**TASK REQUIREMENTS**
Restate word for word the lines below from the one that has "target | rectangular window" through the one that has "target | log wall", keeping both and dropping all pictures.

--- RECORDS PROVIDED Enclosed Below ---

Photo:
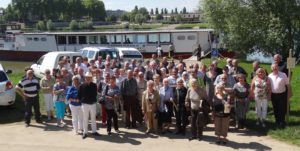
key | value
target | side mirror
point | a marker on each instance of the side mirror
(8, 71)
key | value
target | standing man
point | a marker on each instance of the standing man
(129, 92)
(171, 50)
(279, 85)
(197, 52)
(87, 94)
(29, 88)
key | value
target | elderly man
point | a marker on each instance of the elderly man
(129, 92)
(279, 85)
(29, 88)
(87, 93)
(152, 71)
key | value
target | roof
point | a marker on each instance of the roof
(120, 32)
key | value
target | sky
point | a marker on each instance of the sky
(128, 5)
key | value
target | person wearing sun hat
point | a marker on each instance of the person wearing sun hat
(87, 94)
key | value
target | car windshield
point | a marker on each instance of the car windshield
(3, 76)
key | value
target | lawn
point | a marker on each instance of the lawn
(291, 134)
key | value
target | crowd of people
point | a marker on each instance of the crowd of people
(154, 92)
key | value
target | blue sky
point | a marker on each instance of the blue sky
(128, 5)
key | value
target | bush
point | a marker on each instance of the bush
(50, 25)
(40, 25)
(74, 25)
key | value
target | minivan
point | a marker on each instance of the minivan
(92, 53)
(50, 61)
(127, 54)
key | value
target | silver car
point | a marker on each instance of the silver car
(7, 90)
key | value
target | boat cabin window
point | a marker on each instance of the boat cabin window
(152, 38)
(128, 39)
(72, 40)
(104, 39)
(40, 61)
(181, 37)
(93, 39)
(165, 38)
(61, 40)
(43, 39)
(141, 39)
(116, 39)
(191, 37)
(82, 39)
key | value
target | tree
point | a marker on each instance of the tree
(268, 26)
(74, 25)
(111, 18)
(165, 11)
(159, 17)
(184, 10)
(140, 18)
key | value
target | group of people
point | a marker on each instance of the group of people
(154, 92)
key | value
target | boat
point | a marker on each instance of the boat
(17, 45)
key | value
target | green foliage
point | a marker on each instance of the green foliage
(111, 18)
(159, 17)
(40, 25)
(50, 25)
(74, 25)
(269, 26)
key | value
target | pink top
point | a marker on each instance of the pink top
(278, 82)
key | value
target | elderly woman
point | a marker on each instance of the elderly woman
(241, 91)
(150, 105)
(166, 98)
(221, 110)
(261, 90)
(75, 106)
(179, 100)
(196, 102)
(110, 97)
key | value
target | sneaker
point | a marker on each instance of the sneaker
(96, 134)
(84, 136)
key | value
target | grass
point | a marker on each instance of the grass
(291, 134)
(191, 26)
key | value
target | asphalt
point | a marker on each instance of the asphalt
(48, 137)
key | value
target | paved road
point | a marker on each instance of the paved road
(46, 136)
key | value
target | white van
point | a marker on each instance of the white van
(127, 54)
(92, 53)
(50, 61)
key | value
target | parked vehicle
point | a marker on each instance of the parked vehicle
(92, 53)
(127, 54)
(50, 61)
(7, 90)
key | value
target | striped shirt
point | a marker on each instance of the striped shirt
(30, 87)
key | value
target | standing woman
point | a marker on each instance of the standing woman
(221, 114)
(150, 105)
(59, 100)
(261, 90)
(110, 96)
(241, 90)
(75, 106)
(179, 100)
(195, 99)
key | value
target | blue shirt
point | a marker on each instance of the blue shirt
(72, 94)
(165, 93)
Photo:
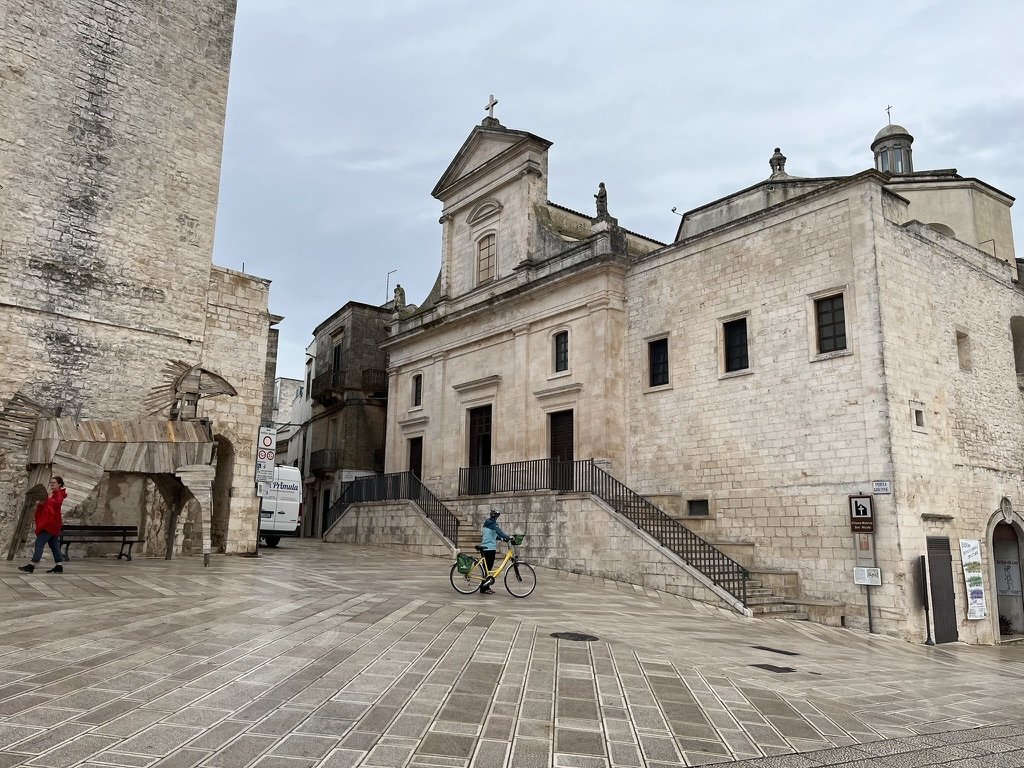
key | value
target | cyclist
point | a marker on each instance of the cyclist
(488, 545)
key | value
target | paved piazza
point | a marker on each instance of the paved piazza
(335, 655)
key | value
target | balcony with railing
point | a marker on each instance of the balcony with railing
(375, 382)
(328, 387)
(587, 477)
(395, 486)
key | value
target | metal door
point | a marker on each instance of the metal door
(561, 450)
(940, 568)
(416, 457)
(479, 450)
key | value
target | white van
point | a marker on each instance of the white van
(281, 509)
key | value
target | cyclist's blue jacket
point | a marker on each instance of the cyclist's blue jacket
(492, 532)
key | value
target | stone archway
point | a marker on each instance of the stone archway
(26, 526)
(224, 457)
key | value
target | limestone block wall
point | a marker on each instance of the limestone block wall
(236, 347)
(512, 220)
(109, 205)
(571, 532)
(776, 448)
(952, 359)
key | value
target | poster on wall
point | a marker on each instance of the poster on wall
(971, 557)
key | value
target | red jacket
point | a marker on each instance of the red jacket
(48, 513)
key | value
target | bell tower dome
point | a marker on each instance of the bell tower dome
(892, 150)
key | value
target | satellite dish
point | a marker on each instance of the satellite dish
(1006, 508)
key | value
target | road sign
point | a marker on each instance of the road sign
(867, 577)
(266, 449)
(861, 514)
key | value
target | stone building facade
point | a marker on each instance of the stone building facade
(348, 403)
(803, 343)
(111, 128)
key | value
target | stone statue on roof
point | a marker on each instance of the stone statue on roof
(602, 201)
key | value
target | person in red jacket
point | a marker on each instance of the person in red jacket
(48, 526)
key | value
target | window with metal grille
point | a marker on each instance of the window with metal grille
(697, 508)
(657, 354)
(734, 338)
(832, 324)
(562, 350)
(486, 251)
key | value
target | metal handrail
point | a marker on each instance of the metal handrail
(586, 476)
(394, 486)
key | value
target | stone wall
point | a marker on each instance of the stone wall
(571, 532)
(111, 127)
(236, 347)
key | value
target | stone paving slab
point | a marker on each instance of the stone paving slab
(336, 655)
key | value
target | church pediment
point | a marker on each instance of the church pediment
(486, 146)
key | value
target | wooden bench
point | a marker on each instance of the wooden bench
(126, 536)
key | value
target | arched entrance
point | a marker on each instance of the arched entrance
(1009, 593)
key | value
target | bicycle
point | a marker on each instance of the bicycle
(520, 580)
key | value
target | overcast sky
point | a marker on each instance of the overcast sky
(343, 115)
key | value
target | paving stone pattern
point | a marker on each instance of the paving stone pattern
(337, 655)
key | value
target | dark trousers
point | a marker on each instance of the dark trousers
(41, 541)
(488, 557)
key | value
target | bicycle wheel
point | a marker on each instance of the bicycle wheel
(469, 583)
(520, 579)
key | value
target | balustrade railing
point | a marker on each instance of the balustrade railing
(394, 486)
(585, 476)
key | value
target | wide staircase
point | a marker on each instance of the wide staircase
(766, 592)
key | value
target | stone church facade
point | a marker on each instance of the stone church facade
(803, 344)
(116, 329)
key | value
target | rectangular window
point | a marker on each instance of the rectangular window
(657, 354)
(486, 258)
(964, 350)
(561, 351)
(697, 508)
(417, 390)
(734, 338)
(832, 324)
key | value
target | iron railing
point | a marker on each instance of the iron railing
(539, 474)
(330, 384)
(587, 477)
(375, 380)
(395, 486)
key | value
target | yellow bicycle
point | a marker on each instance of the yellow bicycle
(469, 574)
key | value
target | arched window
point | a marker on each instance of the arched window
(561, 350)
(486, 258)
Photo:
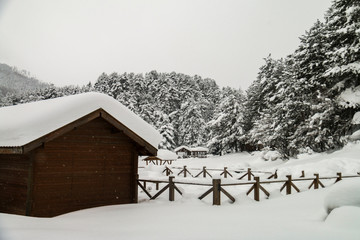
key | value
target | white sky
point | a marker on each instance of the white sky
(72, 42)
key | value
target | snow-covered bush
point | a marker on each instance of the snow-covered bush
(270, 155)
(343, 193)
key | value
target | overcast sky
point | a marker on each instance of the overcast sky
(73, 41)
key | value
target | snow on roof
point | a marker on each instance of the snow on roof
(24, 123)
(166, 155)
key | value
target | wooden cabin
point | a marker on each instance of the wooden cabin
(70, 153)
(187, 152)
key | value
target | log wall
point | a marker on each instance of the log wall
(14, 172)
(92, 165)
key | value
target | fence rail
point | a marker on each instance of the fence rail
(217, 187)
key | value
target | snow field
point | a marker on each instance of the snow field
(297, 216)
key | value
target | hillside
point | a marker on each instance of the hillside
(15, 81)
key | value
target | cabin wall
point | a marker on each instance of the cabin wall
(14, 176)
(92, 165)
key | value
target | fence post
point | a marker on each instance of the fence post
(171, 188)
(216, 191)
(339, 178)
(316, 181)
(257, 189)
(249, 174)
(288, 184)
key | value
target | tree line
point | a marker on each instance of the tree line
(300, 103)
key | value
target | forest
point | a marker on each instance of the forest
(304, 102)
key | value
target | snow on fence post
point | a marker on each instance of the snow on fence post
(249, 174)
(316, 182)
(216, 191)
(171, 189)
(339, 178)
(288, 184)
(225, 172)
(167, 170)
(257, 189)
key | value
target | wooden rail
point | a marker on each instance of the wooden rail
(217, 188)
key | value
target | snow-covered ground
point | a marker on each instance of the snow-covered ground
(297, 216)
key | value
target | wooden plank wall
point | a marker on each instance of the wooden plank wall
(92, 165)
(14, 172)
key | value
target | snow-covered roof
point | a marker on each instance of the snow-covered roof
(24, 123)
(166, 154)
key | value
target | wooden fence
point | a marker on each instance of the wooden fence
(216, 188)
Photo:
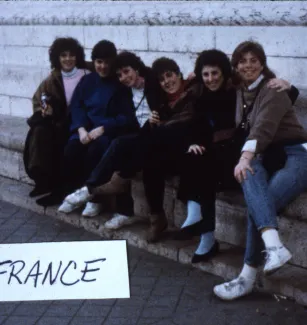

--- End of Enclosed RECORDS PROVIDED ---

**RESULT**
target | rectangular window
point | a marker on each instance of the rectangular window
(657, 354)
(486, 258)
(964, 350)
(561, 351)
(697, 508)
(417, 390)
(734, 338)
(832, 324)
key | value
target | iron railing
point | a marker on each instance of the iron railing
(539, 474)
(330, 384)
(587, 477)
(375, 380)
(395, 486)
key | value
target | yellow bicycle
point | a marker on each instance of the yellow bicycle
(469, 574)
key | value
target | arched window
point | a marker on each instance of the arched window
(561, 350)
(486, 258)
Photo:
key | value
target | white sky
point | a marker on each instance of the white sky
(72, 42)
key | value
target | snow-covered bush
point | a marker on each instance of the snow-covered bush
(270, 155)
(343, 193)
key | value
target | overcast sky
point | a marker on each instance of the overcast sky
(73, 41)
key | value
target | snow on roof
point | a marker on each instance of the snow on roof
(24, 123)
(166, 155)
key | value
target | wooden cabin
point | a marker on each instance of the wooden cabin
(70, 153)
(187, 152)
key | value
target | log wall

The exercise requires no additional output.